→ What you will do:
The entries below must be retyped exactly. Pictures are to be omitted.

★ ★ ★ ★

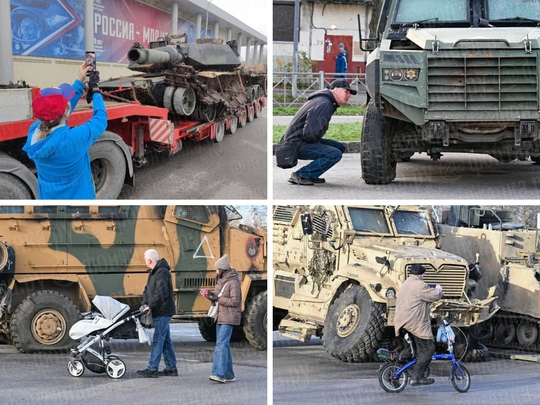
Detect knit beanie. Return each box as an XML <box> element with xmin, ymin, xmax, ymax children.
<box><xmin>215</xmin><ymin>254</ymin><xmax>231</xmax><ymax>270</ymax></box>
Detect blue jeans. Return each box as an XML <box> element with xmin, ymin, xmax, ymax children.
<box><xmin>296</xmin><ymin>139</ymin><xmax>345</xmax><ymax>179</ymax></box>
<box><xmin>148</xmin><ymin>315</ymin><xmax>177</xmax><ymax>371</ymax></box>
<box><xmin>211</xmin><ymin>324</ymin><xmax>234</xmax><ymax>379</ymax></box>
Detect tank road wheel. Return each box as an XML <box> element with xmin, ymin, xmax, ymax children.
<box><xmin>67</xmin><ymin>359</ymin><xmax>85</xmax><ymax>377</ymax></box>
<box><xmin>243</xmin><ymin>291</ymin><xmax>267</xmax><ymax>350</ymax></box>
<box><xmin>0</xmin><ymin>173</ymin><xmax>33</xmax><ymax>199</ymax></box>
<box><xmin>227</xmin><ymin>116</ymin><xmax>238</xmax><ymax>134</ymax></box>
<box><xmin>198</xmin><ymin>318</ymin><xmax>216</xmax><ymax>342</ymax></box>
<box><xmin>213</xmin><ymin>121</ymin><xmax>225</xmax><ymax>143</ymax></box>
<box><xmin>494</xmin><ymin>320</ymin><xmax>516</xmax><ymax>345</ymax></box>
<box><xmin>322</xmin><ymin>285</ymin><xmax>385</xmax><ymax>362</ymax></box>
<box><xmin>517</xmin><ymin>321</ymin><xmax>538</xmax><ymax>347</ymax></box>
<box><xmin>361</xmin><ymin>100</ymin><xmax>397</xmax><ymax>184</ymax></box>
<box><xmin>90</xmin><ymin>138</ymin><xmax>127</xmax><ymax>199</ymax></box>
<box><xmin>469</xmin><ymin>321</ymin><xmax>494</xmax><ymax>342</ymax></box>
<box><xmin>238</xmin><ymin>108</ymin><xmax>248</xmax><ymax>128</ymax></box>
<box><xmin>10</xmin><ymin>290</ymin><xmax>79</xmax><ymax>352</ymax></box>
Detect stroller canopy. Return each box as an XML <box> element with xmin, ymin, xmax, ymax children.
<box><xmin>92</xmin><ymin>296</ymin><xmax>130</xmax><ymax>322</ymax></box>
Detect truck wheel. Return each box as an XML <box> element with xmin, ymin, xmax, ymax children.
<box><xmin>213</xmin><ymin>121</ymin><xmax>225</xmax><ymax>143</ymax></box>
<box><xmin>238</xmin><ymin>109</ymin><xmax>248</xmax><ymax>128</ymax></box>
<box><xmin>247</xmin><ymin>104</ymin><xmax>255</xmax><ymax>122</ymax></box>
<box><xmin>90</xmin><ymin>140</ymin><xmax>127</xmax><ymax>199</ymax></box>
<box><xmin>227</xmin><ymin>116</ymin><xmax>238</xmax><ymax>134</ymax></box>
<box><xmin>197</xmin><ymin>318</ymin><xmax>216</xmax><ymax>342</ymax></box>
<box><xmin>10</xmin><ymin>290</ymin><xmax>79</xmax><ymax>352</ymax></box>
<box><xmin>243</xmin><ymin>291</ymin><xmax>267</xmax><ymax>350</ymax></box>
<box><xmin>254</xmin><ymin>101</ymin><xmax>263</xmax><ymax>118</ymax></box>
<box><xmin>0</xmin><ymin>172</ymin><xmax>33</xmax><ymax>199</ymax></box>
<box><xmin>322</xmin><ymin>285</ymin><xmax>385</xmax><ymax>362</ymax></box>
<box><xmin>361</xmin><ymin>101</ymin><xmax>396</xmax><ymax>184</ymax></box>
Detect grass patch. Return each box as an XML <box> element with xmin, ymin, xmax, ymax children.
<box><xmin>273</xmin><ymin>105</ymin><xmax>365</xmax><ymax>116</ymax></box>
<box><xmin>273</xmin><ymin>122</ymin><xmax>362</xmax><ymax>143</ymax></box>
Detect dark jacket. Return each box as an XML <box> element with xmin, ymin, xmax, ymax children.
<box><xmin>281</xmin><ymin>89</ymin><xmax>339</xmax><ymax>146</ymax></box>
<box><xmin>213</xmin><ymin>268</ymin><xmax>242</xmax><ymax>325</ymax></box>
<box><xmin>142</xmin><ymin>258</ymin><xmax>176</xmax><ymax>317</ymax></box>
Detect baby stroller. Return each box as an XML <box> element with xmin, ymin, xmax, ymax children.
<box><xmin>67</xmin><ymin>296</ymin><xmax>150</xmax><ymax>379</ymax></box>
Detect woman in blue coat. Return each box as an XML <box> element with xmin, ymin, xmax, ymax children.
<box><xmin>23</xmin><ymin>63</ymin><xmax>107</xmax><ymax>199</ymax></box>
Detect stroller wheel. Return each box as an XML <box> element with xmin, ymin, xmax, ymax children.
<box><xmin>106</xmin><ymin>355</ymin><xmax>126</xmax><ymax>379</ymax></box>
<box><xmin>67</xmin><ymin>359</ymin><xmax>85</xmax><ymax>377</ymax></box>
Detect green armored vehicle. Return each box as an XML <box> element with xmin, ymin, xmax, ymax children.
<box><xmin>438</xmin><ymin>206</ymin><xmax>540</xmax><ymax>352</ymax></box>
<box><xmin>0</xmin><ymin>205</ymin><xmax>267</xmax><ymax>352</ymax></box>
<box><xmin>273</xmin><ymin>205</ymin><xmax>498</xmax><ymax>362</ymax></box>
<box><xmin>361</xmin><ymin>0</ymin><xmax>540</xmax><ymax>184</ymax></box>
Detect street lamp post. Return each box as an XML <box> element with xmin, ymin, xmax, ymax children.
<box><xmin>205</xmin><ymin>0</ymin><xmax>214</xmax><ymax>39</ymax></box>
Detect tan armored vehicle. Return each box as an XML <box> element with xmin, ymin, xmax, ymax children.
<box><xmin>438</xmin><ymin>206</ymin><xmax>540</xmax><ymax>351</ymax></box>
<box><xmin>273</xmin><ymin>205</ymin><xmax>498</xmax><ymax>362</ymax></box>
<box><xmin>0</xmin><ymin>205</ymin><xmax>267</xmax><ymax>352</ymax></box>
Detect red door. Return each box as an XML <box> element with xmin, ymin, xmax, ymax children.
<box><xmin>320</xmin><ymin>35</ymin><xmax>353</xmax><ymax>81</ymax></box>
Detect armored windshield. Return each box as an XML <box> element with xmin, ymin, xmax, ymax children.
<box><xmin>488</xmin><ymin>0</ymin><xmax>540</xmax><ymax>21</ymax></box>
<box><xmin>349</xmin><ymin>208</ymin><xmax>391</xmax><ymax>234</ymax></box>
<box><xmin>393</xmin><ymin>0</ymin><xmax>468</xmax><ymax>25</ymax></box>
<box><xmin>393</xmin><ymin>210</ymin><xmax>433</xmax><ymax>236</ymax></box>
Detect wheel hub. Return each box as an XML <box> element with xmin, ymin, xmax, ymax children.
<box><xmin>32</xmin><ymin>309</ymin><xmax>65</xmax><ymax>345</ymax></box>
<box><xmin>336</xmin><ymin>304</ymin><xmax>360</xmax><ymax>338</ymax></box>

★ ★ ★ ★

→ Answer to this task:
Detect knit beanie. Return each box as an XML <box> element with xmin, ymin, xmax, ymax children.
<box><xmin>215</xmin><ymin>254</ymin><xmax>231</xmax><ymax>270</ymax></box>
Detect blue jeans. Return each box as an XML <box> element with xmin, ymin, xmax, ymax children.
<box><xmin>296</xmin><ymin>139</ymin><xmax>345</xmax><ymax>179</ymax></box>
<box><xmin>148</xmin><ymin>315</ymin><xmax>177</xmax><ymax>371</ymax></box>
<box><xmin>211</xmin><ymin>324</ymin><xmax>234</xmax><ymax>379</ymax></box>
Detect tank road wheel. Return each box as an XML <box> element with xmin, ymin, xmax, ymax children.
<box><xmin>67</xmin><ymin>359</ymin><xmax>85</xmax><ymax>377</ymax></box>
<box><xmin>243</xmin><ymin>291</ymin><xmax>267</xmax><ymax>350</ymax></box>
<box><xmin>0</xmin><ymin>173</ymin><xmax>33</xmax><ymax>199</ymax></box>
<box><xmin>227</xmin><ymin>116</ymin><xmax>238</xmax><ymax>134</ymax></box>
<box><xmin>198</xmin><ymin>318</ymin><xmax>216</xmax><ymax>342</ymax></box>
<box><xmin>213</xmin><ymin>121</ymin><xmax>225</xmax><ymax>143</ymax></box>
<box><xmin>494</xmin><ymin>320</ymin><xmax>516</xmax><ymax>345</ymax></box>
<box><xmin>322</xmin><ymin>285</ymin><xmax>385</xmax><ymax>362</ymax></box>
<box><xmin>517</xmin><ymin>321</ymin><xmax>538</xmax><ymax>347</ymax></box>
<box><xmin>361</xmin><ymin>100</ymin><xmax>397</xmax><ymax>184</ymax></box>
<box><xmin>90</xmin><ymin>138</ymin><xmax>127</xmax><ymax>199</ymax></box>
<box><xmin>469</xmin><ymin>321</ymin><xmax>494</xmax><ymax>342</ymax></box>
<box><xmin>238</xmin><ymin>108</ymin><xmax>248</xmax><ymax>128</ymax></box>
<box><xmin>10</xmin><ymin>290</ymin><xmax>79</xmax><ymax>352</ymax></box>
Detect stroller canopy. Return each box as an XML <box> element with xmin, ymin, xmax, ymax children.
<box><xmin>92</xmin><ymin>296</ymin><xmax>130</xmax><ymax>322</ymax></box>
Detect truck wheel. Return each box as an XML <box> element with xmin, ymin, xmax, ymax children.
<box><xmin>213</xmin><ymin>121</ymin><xmax>225</xmax><ymax>143</ymax></box>
<box><xmin>238</xmin><ymin>109</ymin><xmax>248</xmax><ymax>128</ymax></box>
<box><xmin>247</xmin><ymin>104</ymin><xmax>255</xmax><ymax>122</ymax></box>
<box><xmin>90</xmin><ymin>140</ymin><xmax>127</xmax><ymax>199</ymax></box>
<box><xmin>227</xmin><ymin>116</ymin><xmax>238</xmax><ymax>134</ymax></box>
<box><xmin>197</xmin><ymin>318</ymin><xmax>216</xmax><ymax>342</ymax></box>
<box><xmin>10</xmin><ymin>290</ymin><xmax>79</xmax><ymax>352</ymax></box>
<box><xmin>243</xmin><ymin>291</ymin><xmax>267</xmax><ymax>350</ymax></box>
<box><xmin>254</xmin><ymin>101</ymin><xmax>263</xmax><ymax>118</ymax></box>
<box><xmin>0</xmin><ymin>172</ymin><xmax>33</xmax><ymax>199</ymax></box>
<box><xmin>322</xmin><ymin>285</ymin><xmax>385</xmax><ymax>362</ymax></box>
<box><xmin>361</xmin><ymin>101</ymin><xmax>396</xmax><ymax>184</ymax></box>
Detect grass patch. Return each box as an XML <box> element with xmin, ymin, xmax, ymax children.
<box><xmin>273</xmin><ymin>105</ymin><xmax>365</xmax><ymax>116</ymax></box>
<box><xmin>273</xmin><ymin>122</ymin><xmax>362</xmax><ymax>143</ymax></box>
Detect dark jacket. Return each box as an XML <box> element with xmin, ymin, xmax, ymax children.
<box><xmin>281</xmin><ymin>89</ymin><xmax>339</xmax><ymax>146</ymax></box>
<box><xmin>213</xmin><ymin>268</ymin><xmax>242</xmax><ymax>325</ymax></box>
<box><xmin>142</xmin><ymin>258</ymin><xmax>176</xmax><ymax>317</ymax></box>
Detect baby stroller. Return each box as an XML <box> element with xmin, ymin, xmax, ymax children.
<box><xmin>67</xmin><ymin>296</ymin><xmax>150</xmax><ymax>379</ymax></box>
Detect woman in blue coat. Return each box as an XML <box> element with xmin, ymin, xmax, ymax children.
<box><xmin>23</xmin><ymin>63</ymin><xmax>107</xmax><ymax>199</ymax></box>
Detect stroller wheel. Return each box as an XML <box> element with xmin, ymin, xmax, ymax children.
<box><xmin>106</xmin><ymin>355</ymin><xmax>126</xmax><ymax>379</ymax></box>
<box><xmin>67</xmin><ymin>359</ymin><xmax>85</xmax><ymax>377</ymax></box>
Detect green armored vehicle. Return each box as an XML <box> element with xmin, ymin, xmax, ymax children.
<box><xmin>438</xmin><ymin>206</ymin><xmax>540</xmax><ymax>352</ymax></box>
<box><xmin>0</xmin><ymin>205</ymin><xmax>267</xmax><ymax>352</ymax></box>
<box><xmin>273</xmin><ymin>205</ymin><xmax>498</xmax><ymax>362</ymax></box>
<box><xmin>361</xmin><ymin>0</ymin><xmax>540</xmax><ymax>184</ymax></box>
Detect street lamp post. Return each box as an XML <box> element with xmin, ymin, xmax, ymax children.
<box><xmin>205</xmin><ymin>0</ymin><xmax>214</xmax><ymax>39</ymax></box>
Detect tan armored vehicle. Return each box as an XML <box> element with xmin, ymin, xmax, ymax children.
<box><xmin>438</xmin><ymin>206</ymin><xmax>540</xmax><ymax>351</ymax></box>
<box><xmin>273</xmin><ymin>205</ymin><xmax>498</xmax><ymax>362</ymax></box>
<box><xmin>0</xmin><ymin>205</ymin><xmax>267</xmax><ymax>352</ymax></box>
Detect red door. Return each box as an XML <box> element with xmin, ymin, xmax, ymax children.
<box><xmin>320</xmin><ymin>35</ymin><xmax>353</xmax><ymax>81</ymax></box>
Detect armored windshield. Return each box as an XML <box> element with xmin, ymin, xmax, ymax children.
<box><xmin>488</xmin><ymin>0</ymin><xmax>540</xmax><ymax>21</ymax></box>
<box><xmin>349</xmin><ymin>208</ymin><xmax>391</xmax><ymax>234</ymax></box>
<box><xmin>393</xmin><ymin>0</ymin><xmax>468</xmax><ymax>25</ymax></box>
<box><xmin>393</xmin><ymin>210</ymin><xmax>433</xmax><ymax>236</ymax></box>
Detect wheel hub. Return each box as an XML <box> element with xmin, ymin, xmax, ymax children.
<box><xmin>32</xmin><ymin>309</ymin><xmax>65</xmax><ymax>345</ymax></box>
<box><xmin>336</xmin><ymin>304</ymin><xmax>360</xmax><ymax>338</ymax></box>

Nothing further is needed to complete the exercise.